**PAGE EXTRACT**:
Legco threatens bill to change medical rules

THE Legislative Council has told the Government to speed up the introduction of amendments to medical regulations or face a private member's bill on the subject.

The amendments will establish new laws requiring all non-local doctors to sit a special examination before being registered in Hong Kong.

The laws were originally proposed as a private member's bill by Dr Leong Che-hung in 1993, when the Government said it supported the laws and would prefer to introduce them as a government bill.

It has failed to do so.

Last week, the Legco House Committee voted unanimously to support the introduction of a private member's bill to install the amendments, after the government bill again failed to appear on the list of business for the summer session.

House Committee Chairman Elsie Tu yesterday met acting Chief Secretary Michael Suen Ming-yuen and warned him that Legco was prepared to go ahead with Dr Leong's bill if the Government did not act.

She said Mr Suen had assured her the Government was fully committed to the bill and would introduce it before the end of the session, probably in June. The final Legislative Council meeting is on July 26.

The principal assistant secretary for the Health and Welfare Branch, Tony Dickinson, said the Government still had every intention of going ahead.

The final draft was almost finished and would soon go to the Executive Council for approval before it was introduced to the Legislative Council. He could not say when it would be introduced but said officials allow time to study it.

Dr Leong said Legco had recognised the situation was becoming increasingly urgent as 1997 drew nearer and it was essential the amendments be in place well before the handover.

**TASK REQUIREMENTS**: Repeat everything from "It has failed" down to "on July 26." in the article on the medical registration bill, word for word.

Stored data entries

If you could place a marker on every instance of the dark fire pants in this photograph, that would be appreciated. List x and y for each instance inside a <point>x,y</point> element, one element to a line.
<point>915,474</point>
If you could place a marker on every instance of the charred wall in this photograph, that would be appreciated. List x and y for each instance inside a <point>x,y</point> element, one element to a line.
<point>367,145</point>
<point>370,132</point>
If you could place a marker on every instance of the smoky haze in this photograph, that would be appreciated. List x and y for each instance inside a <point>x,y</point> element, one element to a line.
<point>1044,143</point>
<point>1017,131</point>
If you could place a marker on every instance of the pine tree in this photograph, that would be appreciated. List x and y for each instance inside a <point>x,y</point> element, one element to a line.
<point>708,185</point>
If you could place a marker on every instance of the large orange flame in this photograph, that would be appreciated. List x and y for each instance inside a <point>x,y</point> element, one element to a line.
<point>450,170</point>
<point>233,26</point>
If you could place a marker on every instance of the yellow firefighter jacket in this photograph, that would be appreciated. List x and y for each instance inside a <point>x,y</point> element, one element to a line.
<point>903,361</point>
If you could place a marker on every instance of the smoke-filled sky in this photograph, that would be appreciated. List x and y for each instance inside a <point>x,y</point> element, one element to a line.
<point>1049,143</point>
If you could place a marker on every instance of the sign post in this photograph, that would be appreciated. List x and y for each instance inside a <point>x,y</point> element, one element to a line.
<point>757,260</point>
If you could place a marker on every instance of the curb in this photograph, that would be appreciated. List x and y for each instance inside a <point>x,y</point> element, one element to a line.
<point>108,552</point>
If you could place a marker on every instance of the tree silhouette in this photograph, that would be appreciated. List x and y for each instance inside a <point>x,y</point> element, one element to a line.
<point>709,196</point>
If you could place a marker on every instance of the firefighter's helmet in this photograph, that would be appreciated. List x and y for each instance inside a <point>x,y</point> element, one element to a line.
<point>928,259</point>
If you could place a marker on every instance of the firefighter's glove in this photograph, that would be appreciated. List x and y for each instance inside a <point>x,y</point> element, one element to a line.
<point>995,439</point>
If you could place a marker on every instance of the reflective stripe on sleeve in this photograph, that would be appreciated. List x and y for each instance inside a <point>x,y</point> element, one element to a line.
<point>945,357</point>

**OUTPUT FOR THIS EXERCISE**:
It has failed to do so.

Last week, the Legco House Committee voted unanimously to support the introduction of a private member's bill to install the amendments, after the government bill again failed to appear on the list of business for the summer session.

House Committee Chairman Elsie Tu yesterday met acting Chief Secretary Michael Suen Ming-yuen and warned him that Legco was prepared to go ahead with Dr Leong's bill if the Government did not act.

She said Mr Suen had assured her the Government was fully committed to the bill and would introduce it before the end of the session, probably in June. The final Legislative Council meeting is on July 26.